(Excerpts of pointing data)

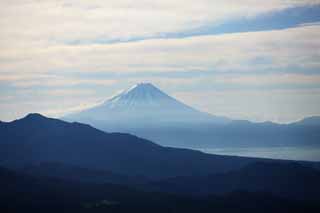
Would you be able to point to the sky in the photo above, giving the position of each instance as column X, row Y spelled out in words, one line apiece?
column 244, row 59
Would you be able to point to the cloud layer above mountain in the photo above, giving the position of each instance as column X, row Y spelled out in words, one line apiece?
column 100, row 47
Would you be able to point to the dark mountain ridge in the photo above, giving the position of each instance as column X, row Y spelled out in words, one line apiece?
column 37, row 139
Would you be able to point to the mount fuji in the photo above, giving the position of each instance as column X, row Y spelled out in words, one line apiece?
column 146, row 111
column 142, row 105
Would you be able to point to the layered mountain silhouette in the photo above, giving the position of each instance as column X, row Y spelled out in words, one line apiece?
column 36, row 139
column 146, row 111
column 144, row 104
column 25, row 193
column 51, row 165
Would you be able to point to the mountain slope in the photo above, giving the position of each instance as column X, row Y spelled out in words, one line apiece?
column 37, row 139
column 143, row 104
column 147, row 112
column 23, row 193
column 286, row 180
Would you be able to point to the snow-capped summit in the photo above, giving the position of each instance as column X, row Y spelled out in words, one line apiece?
column 143, row 103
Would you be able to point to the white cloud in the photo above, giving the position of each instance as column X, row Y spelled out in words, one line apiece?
column 252, row 51
column 31, row 22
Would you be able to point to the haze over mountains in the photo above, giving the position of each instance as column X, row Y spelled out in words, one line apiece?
column 55, row 165
column 145, row 104
column 146, row 111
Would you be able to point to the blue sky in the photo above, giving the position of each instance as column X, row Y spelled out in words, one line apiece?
column 243, row 59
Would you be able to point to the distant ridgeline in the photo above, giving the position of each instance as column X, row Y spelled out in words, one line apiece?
column 146, row 111
column 52, row 165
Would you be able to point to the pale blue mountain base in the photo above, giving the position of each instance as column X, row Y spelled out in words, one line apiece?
column 307, row 153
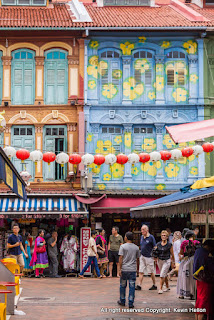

Task statement:
Could you revise the records above so that every "in the photo above" becomes "in the image shown", keeping everything else unchanged and leaving the pictures out of your answer?

Solved problem:
Would you be able to point to the sky in the image shown, giving the position of each instance as column X, row Y spelled out in words, one line apiece?
column 244, row 59
Would you be able to point to the cloud layer above mountain in the image shown, giving the position of each instance as column X, row Y spelled out in words, one line apiece?
column 100, row 47
Would you be able to point to the dark mountain ridge in the image shown, giving the position of each instance as column X, row Y spelled out in words, one line apiece?
column 37, row 139
Would you be able to point to the mount fuji in the image shown, giving the position of each instance as column X, row Y spelled out in words, one line apiece?
column 146, row 111
column 142, row 105
Would you be able to point to the layered mountain silhouette in the image shown, giving the position of each instance as column X, row Y spelled out in words, one line apiece?
column 36, row 139
column 146, row 111
column 144, row 104
column 25, row 193
column 51, row 165
Would you be able to point to the mountain slope in the image shown, giving the position of each instance as column X, row Y spelled out in words, one line apiece?
column 37, row 139
column 143, row 104
column 147, row 112
column 23, row 193
column 286, row 180
Would you be able to point to the snow-capped summit in the image shown, giving the position of each instance as column X, row Y spelled out in words, one line apiece?
column 143, row 103
Would you be able to point to the white cloud in the image shown, giving the position of each instance as column X, row Y spelled out in words, one line apiece?
column 252, row 51
column 31, row 22
Would you be able to point to the haze over mountains in the image shown, giving the position of each instance as column X, row Y spelled out in words, one line apiece?
column 55, row 165
column 145, row 104
column 146, row 111
Would you be able to point to the blue sky in the image shown, giving the position of each instance as column X, row Y spelled out in words, one line apiece?
column 243, row 59
Would you be able to point to the distant ridgeline in the image shown, giving the position of each instance as column X, row Y spelled out in words, one line apiece?
column 146, row 111
column 52, row 165
Would you be able to point to the pale blue mountain base in the image shown, giving the position of each instance as column X, row Y spelled out in words, one line apiece?
column 307, row 153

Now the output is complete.